» **WHAT YOU NEED TO DO**: Convert the rows, from the first line through the line containing "[(405, 244)]", into a JSON list of strings with one string per line and blank lines omitted.
━━━
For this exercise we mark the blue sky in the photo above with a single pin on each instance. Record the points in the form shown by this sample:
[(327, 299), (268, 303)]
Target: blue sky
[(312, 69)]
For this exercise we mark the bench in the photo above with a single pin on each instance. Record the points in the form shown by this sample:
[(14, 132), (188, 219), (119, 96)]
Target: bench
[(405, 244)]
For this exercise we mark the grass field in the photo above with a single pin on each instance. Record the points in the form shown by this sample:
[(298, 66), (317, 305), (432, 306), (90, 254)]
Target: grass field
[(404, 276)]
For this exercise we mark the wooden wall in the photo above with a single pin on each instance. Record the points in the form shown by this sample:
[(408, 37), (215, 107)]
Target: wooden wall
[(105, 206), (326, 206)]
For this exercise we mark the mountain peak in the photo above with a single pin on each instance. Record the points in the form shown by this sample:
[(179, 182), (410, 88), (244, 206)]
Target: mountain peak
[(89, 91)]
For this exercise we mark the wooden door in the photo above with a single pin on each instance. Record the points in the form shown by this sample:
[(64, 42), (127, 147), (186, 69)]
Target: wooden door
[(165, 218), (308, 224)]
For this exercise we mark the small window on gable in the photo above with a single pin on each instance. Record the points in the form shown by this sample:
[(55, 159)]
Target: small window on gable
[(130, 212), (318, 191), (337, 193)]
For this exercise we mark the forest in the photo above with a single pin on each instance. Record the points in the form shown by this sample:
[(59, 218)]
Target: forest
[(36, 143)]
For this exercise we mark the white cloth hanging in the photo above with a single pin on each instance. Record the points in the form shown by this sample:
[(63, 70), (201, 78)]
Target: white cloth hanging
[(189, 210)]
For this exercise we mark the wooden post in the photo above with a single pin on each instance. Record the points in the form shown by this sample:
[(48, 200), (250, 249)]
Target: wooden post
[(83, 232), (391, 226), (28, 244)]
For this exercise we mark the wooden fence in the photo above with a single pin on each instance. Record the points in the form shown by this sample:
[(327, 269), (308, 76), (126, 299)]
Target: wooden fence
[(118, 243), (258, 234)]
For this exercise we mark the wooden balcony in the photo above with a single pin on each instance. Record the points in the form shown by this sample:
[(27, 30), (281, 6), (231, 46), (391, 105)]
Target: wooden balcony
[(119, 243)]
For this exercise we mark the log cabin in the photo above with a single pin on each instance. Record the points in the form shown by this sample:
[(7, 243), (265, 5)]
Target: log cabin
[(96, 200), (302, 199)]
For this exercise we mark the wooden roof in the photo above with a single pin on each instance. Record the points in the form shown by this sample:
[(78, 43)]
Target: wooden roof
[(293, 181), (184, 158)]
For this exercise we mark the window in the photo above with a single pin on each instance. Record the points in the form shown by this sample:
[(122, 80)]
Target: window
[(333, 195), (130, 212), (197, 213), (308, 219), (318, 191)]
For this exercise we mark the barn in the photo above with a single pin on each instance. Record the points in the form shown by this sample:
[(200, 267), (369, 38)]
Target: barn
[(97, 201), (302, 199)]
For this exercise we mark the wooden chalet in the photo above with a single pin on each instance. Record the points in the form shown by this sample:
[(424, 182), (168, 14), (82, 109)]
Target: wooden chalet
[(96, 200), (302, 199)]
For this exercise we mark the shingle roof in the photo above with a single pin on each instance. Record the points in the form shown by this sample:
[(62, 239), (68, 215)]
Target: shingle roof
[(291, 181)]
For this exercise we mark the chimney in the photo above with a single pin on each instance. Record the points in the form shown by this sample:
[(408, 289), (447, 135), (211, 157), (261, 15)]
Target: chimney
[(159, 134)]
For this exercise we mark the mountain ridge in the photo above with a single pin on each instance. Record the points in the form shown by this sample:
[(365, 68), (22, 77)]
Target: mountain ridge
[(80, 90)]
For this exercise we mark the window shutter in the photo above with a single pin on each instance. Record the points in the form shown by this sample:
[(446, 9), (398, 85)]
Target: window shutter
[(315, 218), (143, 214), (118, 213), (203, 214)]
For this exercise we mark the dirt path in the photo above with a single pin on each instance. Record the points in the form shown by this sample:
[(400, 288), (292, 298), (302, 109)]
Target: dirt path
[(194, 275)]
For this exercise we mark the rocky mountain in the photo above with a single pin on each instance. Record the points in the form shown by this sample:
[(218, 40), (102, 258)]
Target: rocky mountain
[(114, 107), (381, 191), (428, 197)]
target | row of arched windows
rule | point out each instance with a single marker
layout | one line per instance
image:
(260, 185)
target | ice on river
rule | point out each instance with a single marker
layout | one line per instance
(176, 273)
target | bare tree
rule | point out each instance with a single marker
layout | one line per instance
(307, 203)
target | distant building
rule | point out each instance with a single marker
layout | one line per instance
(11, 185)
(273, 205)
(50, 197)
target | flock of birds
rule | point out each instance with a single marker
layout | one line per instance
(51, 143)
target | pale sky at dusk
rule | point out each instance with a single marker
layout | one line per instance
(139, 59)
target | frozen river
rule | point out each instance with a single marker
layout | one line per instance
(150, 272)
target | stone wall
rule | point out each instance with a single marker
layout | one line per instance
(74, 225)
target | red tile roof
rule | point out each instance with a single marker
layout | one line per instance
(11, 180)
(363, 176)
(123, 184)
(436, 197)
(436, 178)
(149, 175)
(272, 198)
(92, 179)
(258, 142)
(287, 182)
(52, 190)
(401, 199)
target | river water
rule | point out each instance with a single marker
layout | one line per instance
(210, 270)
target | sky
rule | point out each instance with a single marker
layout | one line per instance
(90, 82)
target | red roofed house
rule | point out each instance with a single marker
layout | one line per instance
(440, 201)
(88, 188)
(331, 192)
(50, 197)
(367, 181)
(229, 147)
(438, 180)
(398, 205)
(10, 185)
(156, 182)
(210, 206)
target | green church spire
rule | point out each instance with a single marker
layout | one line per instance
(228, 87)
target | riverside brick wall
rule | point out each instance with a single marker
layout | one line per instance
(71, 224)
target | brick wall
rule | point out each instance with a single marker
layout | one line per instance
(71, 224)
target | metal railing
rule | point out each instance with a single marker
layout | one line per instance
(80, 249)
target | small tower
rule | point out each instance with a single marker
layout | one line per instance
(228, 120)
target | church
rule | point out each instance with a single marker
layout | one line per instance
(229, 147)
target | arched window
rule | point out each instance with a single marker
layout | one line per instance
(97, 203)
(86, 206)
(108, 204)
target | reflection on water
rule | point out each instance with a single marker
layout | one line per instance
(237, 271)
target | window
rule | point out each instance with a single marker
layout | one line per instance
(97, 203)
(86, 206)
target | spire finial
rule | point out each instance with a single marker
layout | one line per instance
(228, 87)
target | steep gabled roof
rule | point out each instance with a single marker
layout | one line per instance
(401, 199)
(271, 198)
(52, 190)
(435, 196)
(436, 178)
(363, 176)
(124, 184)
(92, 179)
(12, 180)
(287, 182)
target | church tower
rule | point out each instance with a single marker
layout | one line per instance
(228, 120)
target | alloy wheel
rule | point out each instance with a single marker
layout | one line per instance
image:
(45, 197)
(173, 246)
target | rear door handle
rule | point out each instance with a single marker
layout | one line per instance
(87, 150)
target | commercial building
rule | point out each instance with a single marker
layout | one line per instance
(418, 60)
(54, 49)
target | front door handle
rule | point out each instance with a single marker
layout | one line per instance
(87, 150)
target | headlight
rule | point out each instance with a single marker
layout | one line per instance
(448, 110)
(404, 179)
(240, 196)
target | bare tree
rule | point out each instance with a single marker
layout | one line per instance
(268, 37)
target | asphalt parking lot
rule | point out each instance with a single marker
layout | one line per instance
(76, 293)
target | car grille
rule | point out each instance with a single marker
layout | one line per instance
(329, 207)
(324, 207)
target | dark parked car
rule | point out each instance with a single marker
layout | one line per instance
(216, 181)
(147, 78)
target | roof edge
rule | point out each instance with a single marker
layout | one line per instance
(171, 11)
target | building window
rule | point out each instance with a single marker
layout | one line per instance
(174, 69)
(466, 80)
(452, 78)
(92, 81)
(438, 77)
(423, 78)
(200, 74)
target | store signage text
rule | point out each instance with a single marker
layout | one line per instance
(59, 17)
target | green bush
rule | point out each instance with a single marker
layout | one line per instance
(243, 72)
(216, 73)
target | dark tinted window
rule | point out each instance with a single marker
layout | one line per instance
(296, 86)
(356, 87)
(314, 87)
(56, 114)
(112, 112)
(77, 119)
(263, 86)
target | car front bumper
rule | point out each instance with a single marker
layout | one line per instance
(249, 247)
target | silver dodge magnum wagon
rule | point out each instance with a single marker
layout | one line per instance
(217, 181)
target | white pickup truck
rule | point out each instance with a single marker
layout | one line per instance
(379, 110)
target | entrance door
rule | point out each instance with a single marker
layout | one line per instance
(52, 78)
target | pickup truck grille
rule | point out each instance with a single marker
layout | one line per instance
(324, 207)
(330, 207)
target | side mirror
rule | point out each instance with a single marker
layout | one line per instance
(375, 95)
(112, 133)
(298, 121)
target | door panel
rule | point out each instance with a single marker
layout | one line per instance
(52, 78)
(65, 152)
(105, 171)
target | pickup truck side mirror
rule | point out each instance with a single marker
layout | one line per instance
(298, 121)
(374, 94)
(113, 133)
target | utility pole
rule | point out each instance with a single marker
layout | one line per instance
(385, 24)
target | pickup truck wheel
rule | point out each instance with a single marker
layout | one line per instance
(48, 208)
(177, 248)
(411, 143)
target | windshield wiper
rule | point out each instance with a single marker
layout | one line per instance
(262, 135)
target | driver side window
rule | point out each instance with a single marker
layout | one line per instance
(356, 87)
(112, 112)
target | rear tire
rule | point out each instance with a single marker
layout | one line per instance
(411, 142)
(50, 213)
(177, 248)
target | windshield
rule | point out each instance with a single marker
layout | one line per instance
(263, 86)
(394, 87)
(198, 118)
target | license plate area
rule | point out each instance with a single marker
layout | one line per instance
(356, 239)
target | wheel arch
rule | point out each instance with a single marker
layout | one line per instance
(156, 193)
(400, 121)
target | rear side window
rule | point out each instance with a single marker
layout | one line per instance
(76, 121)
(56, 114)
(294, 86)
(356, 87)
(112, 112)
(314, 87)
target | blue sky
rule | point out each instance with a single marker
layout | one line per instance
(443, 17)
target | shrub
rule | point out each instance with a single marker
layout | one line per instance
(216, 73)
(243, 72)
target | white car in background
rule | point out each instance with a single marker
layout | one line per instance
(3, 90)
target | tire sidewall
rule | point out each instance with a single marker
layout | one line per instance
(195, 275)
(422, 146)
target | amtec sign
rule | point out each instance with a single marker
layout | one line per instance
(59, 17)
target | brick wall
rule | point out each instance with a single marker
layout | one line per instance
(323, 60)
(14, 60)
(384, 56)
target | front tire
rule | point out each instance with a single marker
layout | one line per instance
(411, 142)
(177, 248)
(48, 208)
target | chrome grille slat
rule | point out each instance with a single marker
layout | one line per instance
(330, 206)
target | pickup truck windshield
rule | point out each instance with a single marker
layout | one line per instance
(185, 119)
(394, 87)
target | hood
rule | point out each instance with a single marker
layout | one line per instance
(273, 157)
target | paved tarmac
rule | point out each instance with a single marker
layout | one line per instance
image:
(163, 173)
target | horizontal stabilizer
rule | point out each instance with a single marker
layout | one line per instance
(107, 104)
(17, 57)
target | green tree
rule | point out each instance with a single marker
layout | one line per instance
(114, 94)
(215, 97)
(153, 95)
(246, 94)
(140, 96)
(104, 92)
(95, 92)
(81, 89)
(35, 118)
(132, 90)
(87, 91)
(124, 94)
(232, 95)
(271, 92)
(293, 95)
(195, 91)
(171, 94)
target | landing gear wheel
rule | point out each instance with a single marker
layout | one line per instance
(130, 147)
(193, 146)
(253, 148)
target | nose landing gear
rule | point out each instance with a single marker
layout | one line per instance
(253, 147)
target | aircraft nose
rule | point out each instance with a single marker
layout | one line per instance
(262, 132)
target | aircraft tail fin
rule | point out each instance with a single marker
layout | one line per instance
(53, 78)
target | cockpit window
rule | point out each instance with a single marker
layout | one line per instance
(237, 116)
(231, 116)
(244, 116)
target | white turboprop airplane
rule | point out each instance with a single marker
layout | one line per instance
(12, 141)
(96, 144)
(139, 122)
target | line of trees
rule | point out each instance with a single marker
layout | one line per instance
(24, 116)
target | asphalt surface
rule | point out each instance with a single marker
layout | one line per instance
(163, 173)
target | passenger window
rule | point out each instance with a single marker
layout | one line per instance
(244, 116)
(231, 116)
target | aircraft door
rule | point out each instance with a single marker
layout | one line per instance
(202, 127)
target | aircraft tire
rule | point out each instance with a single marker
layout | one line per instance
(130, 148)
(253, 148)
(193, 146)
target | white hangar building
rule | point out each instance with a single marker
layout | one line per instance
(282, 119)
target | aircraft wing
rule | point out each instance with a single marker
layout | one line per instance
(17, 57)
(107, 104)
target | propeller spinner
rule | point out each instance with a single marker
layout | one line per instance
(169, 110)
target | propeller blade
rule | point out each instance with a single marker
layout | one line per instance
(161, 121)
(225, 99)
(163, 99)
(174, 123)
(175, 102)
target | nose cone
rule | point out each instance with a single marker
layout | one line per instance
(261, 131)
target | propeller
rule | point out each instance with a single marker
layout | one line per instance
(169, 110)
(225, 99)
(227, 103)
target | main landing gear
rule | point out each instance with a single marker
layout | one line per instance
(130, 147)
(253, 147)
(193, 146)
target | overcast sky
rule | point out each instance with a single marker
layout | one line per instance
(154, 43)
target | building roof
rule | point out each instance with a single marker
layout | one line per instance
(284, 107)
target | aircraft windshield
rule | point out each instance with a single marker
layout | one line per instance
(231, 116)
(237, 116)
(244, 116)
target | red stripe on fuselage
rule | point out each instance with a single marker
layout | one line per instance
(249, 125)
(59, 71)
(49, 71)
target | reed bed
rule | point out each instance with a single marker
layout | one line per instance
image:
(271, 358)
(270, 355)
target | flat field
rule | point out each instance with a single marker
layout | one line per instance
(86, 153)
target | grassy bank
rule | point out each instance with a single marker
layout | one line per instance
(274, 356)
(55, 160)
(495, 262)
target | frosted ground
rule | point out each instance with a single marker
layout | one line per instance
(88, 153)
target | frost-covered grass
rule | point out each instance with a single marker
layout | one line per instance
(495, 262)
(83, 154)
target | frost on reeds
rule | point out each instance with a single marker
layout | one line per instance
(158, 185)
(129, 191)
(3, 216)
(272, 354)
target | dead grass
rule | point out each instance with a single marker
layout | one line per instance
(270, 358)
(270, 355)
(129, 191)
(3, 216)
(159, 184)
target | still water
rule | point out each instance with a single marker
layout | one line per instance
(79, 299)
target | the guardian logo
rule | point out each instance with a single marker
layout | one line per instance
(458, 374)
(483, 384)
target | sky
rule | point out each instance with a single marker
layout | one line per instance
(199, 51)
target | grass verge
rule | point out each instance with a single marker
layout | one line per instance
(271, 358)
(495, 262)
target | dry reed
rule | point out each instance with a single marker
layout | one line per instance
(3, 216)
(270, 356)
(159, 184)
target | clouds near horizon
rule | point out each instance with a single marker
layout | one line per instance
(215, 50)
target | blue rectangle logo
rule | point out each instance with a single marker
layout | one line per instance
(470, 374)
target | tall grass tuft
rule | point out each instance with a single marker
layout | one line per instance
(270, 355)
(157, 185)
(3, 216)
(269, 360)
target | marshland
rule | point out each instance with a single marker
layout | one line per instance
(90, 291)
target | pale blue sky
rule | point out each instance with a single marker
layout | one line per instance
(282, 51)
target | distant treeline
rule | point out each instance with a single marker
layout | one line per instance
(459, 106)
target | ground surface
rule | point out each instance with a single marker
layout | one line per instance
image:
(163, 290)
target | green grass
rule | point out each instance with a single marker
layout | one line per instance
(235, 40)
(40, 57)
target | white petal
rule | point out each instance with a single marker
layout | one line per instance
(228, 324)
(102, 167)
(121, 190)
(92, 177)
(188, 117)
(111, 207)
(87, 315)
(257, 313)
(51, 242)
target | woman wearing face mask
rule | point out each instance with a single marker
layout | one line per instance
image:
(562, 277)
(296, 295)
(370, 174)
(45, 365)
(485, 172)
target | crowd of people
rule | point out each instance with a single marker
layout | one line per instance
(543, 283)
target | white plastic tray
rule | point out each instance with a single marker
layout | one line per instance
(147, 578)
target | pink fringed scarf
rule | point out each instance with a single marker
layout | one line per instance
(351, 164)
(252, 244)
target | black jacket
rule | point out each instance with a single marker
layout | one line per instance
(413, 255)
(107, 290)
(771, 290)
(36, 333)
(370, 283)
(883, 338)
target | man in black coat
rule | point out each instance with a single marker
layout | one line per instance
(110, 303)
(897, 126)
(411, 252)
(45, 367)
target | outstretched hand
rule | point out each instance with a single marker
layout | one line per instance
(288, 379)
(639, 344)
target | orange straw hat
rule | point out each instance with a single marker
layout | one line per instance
━━━
» **WORKED SOLUTION**:
[
  "For this exercise we mark the blue sky in the photo above with a single pin on each instance. Record the points in the form shown by this sample:",
  "[(327, 299), (268, 303)]",
  "Target: blue sky",
  "[(312, 69)]",
  "For this exercise we mark the bench in the photo above with a single pin on each instance. Record the points in the form shown by this sample:",
  "[(14, 132), (188, 219), (119, 96)]",
  "Target: bench",
  "[(405, 244)]"
]